Daftar Tugas
(a) Tolong jawab pertanyaan berikut berdasarkan bacaan tentang Kartini dan femisida di bawah.
(i) Apa nomor dan tahun UU TPKS?
(ii) Melalui apa saja Komnas Perempuan mendorong pengakuan hukum atas femisida?
(iii) Menurut bacaan itu, jika bukan melawan pria, feminisme adalah tentang melawan apa?
(b) Sambung bacaan tentang Kartini dan femisida di bawah, mulai setelah kalimat terakhirnya.

Teks Bacaan
Kita bisa menelaah UU Tindak Pidana Kekerasan Seksual (UU TPKS No. 12/2022). UU ini adalah lompatan besar karena mengakui bentuk-bentuk kekerasan seksual berbasis gender. Walau tidak menyebut femisida secara eksplisit, UU TPKS mengakui adanya relasi kuasa dan ketimpangan gender, yang merupakan akar dari femisida. Serta, peran Komnas Perempuan, dalam mendorong pengakuan hukum atas femisida melalui penelitian, laporan tahunan, dan advokasi kebijakan. Komnas Perempuan juga secara konsisten, terus menyuarakan perlunya definisi hukum femisida dalam sistem peradilan Indonesia.
Bukan tentang Melawan Pria
Jika ia masih hidup, tentunya Kartini akan mengingatkan kita bahwa feminisme bukanlah tentang melawan pria, tetapi melawan ketidakadilan yang menekan perempuan. Ia akan menjadi suara bagi para perempuan yang tidak bisa bersuara, bagi mereka yang kehilangan hak hidup mereka hanya karena mereka lahir sebagai perempuan. Mungkin dengan suara yang lebih keras, ia akan meminta kita untuk melihat femisida bukan hanya sebagai tragedi pribadi, tetapi sebagai peringatan bagi kita semua tentang pentingnya kesetaraan hak bagi setiap individu.
Sebagai simbol emansipasi perempuan, Kartini tak hanya memberikan kita inspirasi untuk mendobrak batasan-batasan sosial, tetapi juga untuk berjuang agar perempuan memiliki kebebasan untuk hidup tanpa rasa takut. Jika ia masih hidup hari ini, Kartini tidak akan hanya berbicara soal pendidikan dan kebebasan berpendapat, tetapi juga tentang kebebasan untuk hidup, bebas dari ancaman kekerasan dan kematian. Inilah saatnya bagi kita, generasi penerusnya, untuk tidak hanya mengenang, tetapi juga bertindak—agar perjuangan Kartini terus hidup, tidak hanya dalam kata-kata, tetapi juga dalam setiap langkah kita untuk melawan femisida dan ketidakadilan gender.

Butir dataset:
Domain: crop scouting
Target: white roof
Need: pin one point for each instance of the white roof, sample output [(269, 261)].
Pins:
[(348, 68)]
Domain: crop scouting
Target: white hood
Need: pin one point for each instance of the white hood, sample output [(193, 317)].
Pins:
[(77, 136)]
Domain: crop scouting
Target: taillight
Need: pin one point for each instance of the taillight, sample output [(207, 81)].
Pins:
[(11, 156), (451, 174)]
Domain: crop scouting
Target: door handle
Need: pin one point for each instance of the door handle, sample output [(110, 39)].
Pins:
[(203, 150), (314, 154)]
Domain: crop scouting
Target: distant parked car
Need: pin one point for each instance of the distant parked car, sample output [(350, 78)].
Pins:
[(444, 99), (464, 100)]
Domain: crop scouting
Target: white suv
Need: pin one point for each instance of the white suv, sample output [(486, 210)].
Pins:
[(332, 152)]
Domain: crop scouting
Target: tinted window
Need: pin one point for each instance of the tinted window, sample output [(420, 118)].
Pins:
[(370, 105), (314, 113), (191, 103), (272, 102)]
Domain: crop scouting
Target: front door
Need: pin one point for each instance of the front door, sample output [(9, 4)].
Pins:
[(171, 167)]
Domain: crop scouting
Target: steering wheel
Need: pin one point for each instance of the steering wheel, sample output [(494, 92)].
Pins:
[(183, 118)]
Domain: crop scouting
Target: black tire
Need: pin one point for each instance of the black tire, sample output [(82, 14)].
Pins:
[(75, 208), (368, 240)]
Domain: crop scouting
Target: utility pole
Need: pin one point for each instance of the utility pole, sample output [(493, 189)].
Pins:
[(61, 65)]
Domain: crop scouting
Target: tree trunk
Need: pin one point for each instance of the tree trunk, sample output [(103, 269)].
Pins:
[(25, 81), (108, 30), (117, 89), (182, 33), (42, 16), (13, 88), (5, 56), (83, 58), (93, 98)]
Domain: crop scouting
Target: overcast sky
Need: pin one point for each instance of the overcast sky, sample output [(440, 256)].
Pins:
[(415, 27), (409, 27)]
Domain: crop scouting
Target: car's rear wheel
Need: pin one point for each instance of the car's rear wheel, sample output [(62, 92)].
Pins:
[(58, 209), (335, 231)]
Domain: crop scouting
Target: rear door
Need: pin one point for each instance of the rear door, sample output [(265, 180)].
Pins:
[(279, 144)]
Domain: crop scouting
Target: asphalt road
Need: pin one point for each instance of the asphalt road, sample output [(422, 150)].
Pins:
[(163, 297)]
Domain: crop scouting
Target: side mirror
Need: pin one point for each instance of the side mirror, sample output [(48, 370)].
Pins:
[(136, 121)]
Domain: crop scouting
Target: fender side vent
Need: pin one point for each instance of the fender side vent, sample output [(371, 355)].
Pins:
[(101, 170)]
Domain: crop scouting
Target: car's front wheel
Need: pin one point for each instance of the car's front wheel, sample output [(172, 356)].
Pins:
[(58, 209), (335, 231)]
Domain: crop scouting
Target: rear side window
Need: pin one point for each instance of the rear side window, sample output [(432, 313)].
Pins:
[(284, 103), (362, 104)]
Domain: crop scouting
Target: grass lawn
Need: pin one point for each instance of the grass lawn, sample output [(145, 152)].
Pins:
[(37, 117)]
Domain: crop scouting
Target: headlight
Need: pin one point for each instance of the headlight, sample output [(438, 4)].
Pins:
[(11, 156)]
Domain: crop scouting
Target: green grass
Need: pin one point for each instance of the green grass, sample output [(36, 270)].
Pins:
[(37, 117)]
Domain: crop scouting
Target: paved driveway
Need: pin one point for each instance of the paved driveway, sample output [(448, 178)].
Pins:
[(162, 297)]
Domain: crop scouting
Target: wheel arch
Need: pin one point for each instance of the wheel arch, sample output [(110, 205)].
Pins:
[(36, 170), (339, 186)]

Hasil Latihan
(a)
(i) No. 12/2022
(ii) Penelitian, laporan tahunan, dan advokasi kebijakan
(iii) Ketidakadilan yang menekan perempuan

(b)
Setiap April, negeri ini sibuk melakukan seremoni yang merepresentasi semangat Kartini: anak-anak disuruh berkebaya, bapak-bapak pidato tentang emansipasi, dan spanduk “Habis Gelap Terbitlah Terang” menggantung di depan kelurahan. Lalu, di balik gegap gempita perayaan itu, angka berkata lain: Data Komnas Perempuan, sepanjang awal 2025 saja sudah tercatat 152 kasus femisida—mayoritas dilakukan oleh pasangan atau orang terdekat. Tampaknya, yang terbit bukanlah terang, melainkan berita duka di kolom kriminal.
Kita merayakan Kartini dengan beragam quotes terkait semangat pemberdayaan pada unggahan Instagram, tapi lupa bahwa perjuangannya bukan sekadar soal baju adat dan puisi anak SD. Ia tentang nyawa perempuan yang masih dianggap aset kepemilikan, bukan kebebasan individu. Maka barangkali, Kartini tak butuh lagi diperingati dengan lomba merangkai kata, melainkan dengan keberanian menyusun ulang makna kuasa, membongkar relasi timpang, dan menuntut negara hadir—bukan hanya untuk meresmikan sebuah selebrasi, tapi untuk mencegah agar perempuan tidak lagi dimonumenkan karena mati dibunuh.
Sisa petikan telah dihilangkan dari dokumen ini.